**EXERCISE DIRECTIONS:**
Resume the article on Rose Matafeo and the film Baby Done, picking up right after its final sentence.
START PAGE EXTRACT
Too many mothers are feeling pressure from social media to portray themselves as perfect, according to the actress starring as an ambivalent mum-to-be in Baby Done, a hit New Zealand comedy film.
Comedian Rose Matafeo, a London-based New Zealander who's also written BBC Three's millennial sitcom Starstruck, plays Zoe in the movie, produced by Jojo Rabbit's Taika Waititi.
Both Zoe and her partner Tim, played by Harry Potter star Matthew Lewis, are taken aback to find she is pregnant.
But while Tim's eager to be a dad, Zoe frets that her adventurous life has come to an end. So she draws up a bucket list to achieve before the baby arrives.
Matafeo recalls that after the film was released in New Zealand in 2020, people got in touch, confessing to sharing Zoe's misgivings about motherhood.
"There were Twitter comments such as, 'it's so nice to see an actual reflection of this, it happened to me, I felt so much guilt over not having the 'right' feelings,' "she says.
"We've got past so many constrictive gender expectations, but we've almost regressed in certain ways in terms of social media.
"What you put out there is what you want to be seen as and lots of people have doubled down on events like baby showers and gender reveal parties to have a picture-perfect curated form of themselves, almost like a brand.
"It's relatively new - my mum didn't have Instagram where she could directly compare herself with other women and thinking 'oh no, should I be doing that?' She muddled through with the advice of some nurse, her own mum and sisters.
"The pressures of being a mum have increased. The pressure is not only to be a good mum but to be seen as one too."
END PAGE EXTRACT
START DATASET RECORDS
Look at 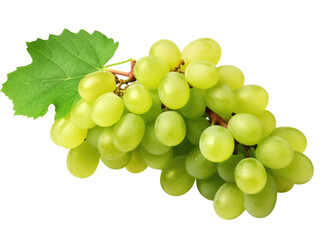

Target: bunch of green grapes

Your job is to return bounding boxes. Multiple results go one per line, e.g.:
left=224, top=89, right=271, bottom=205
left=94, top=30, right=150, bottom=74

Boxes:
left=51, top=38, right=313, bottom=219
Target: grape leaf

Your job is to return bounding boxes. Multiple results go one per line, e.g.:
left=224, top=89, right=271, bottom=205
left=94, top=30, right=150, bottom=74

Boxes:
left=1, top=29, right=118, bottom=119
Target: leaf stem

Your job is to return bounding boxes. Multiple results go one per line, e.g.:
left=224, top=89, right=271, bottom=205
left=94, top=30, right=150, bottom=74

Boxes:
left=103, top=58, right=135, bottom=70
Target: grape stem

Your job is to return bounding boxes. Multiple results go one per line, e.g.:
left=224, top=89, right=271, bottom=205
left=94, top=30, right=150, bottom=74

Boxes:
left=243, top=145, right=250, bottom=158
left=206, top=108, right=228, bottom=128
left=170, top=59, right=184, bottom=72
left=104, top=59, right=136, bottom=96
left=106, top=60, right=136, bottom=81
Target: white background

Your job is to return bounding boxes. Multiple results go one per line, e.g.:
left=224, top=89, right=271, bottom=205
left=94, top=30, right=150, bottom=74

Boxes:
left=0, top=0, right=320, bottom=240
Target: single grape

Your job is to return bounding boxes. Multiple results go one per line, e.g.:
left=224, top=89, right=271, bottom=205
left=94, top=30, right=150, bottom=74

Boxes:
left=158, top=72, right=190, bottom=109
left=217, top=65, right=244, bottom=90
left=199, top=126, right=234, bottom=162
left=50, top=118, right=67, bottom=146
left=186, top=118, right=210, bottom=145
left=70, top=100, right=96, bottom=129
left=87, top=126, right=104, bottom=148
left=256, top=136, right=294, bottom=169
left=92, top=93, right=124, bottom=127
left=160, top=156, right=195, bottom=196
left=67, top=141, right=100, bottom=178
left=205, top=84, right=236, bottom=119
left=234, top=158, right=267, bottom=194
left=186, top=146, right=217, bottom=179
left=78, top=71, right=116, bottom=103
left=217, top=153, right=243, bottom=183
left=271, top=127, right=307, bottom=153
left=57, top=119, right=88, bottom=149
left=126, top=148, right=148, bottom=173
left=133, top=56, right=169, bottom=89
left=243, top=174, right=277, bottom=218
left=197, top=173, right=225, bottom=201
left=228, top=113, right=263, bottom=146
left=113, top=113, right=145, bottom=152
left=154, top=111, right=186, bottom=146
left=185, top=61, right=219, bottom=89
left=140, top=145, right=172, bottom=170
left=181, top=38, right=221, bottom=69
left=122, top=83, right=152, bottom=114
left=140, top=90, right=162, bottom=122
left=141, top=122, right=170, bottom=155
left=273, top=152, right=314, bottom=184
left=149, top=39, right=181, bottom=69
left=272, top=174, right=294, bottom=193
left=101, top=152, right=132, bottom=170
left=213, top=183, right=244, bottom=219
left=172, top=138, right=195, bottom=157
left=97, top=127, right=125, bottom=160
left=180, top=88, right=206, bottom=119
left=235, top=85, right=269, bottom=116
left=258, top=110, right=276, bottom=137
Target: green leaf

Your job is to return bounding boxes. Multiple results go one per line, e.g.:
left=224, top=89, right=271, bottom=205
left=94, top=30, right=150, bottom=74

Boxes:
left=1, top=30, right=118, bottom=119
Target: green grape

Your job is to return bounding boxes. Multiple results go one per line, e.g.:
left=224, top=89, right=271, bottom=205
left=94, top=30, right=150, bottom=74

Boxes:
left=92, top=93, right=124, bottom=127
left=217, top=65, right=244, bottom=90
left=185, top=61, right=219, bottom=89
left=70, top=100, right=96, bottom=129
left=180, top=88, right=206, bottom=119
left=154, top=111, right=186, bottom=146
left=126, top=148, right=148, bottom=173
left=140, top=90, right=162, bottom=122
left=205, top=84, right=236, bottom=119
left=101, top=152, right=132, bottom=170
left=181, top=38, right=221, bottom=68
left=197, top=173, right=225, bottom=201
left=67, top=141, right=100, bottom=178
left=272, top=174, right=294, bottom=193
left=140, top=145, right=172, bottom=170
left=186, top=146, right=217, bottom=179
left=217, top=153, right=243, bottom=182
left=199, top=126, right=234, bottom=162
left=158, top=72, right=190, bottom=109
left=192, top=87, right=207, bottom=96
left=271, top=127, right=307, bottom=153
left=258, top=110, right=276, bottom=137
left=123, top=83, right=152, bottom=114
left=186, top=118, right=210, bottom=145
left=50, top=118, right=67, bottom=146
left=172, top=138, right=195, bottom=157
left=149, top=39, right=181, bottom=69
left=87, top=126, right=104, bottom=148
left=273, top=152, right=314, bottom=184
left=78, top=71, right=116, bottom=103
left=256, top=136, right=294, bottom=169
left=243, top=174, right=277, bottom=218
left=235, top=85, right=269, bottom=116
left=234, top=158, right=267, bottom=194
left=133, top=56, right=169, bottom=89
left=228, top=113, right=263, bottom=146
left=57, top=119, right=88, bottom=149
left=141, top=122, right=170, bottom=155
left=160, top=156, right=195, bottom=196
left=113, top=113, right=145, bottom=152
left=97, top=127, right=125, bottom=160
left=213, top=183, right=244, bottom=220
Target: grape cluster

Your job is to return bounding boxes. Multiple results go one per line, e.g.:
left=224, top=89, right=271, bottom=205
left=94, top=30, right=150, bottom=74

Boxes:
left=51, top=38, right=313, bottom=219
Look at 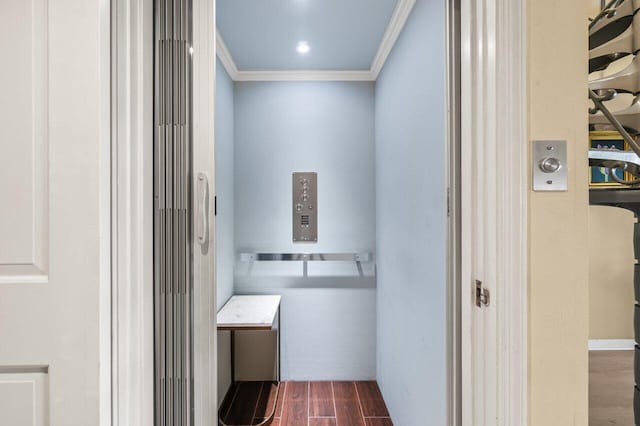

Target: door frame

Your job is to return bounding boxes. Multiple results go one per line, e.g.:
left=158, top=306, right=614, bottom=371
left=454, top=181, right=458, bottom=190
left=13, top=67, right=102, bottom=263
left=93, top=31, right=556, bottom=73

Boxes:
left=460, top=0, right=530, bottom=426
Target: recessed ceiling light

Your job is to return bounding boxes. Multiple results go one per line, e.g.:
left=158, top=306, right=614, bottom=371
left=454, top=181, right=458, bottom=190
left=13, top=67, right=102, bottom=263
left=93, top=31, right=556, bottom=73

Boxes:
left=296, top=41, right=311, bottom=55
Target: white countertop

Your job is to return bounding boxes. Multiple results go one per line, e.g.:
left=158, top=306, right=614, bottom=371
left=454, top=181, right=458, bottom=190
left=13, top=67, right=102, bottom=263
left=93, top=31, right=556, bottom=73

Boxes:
END DATASET RECORDS
**TASK RESULT:**
It's even felt by the biggest celebrities. In 2018, tennis star Serena Williams gave an interview to Time magazine where she admitted that she had felt pressure to look good on her Instagram account after giving birth to her daughter. A shot of her post-pregnancy figure was created with the help of a corset-like device.
Matafeo thinks that the battle is mental as well as seeking a physical perfection.
"Zoe feels she's not living up to expectations of being a mother, it's sad," she explains.
"So many women and people who can have children feel their personalities are forgotten or erased when parenthood happens. Others can seemingly forget you were a person with a life before children and it's quite sad that we diminish a person's complex personality and nature as soon as they become something else. It's along the lines of, 'you're a mother now, so that's sorted, I've categorised you.'
"It's a common thing for women to feel this upheaval I think. A character like Zoe is so rarely portrayed in stories about pregnancy, but a woman freaking out, not only about her life changing but about the concept that there's actually another human growing inside her, seems completely normal to me. So, I'm glad people feel understood by a more nuanced portrayal."
Part of the reason the story feels relatable to many is that Baby Done was conceived by the real-life partnership of director Curtis Vowell and screenwriter Sophie Henderson, from Auckland, New Zealand. Henderson describes the script as "semi-autobiographical."
"I started the script when I was pregnant with our first daughter, and I finished it when I was pregnant with the second," recalls Henderson. "It was my coping mechanism.
"Like Zoe, I also said that we had to live the next nine months like they were our last," she says.
"We definitely related to that feeling of denial that comes with growing up and the fear that you might lose yourself when you become parents," adds Vowell. "We thought that if we had these mixed feelings about parenthood, surely there were other couples feeling the same way?"
Henderson says that especially during her first pregnancy, "I did feel like I was the odd one out in the way I was feeling. Most of my friends seemed to be in the glowing, never feel sick, just really excited about it all pack, and it wasn't until later they said, like Zoe, 'that was me'."
In the film, Zoe is an arborist, or a tree surgeon, as Henderson deliberately wanted to show a pregnant woman doing as physical a job as possible - and excelling.
"I think what surprised me while I was writing the Baby Done script was that I'd seen a lot of stories about the guy freaking out," Henderson says. "I thought when it came to the woman having a problem, that surely that had been done too, but really it hadn't.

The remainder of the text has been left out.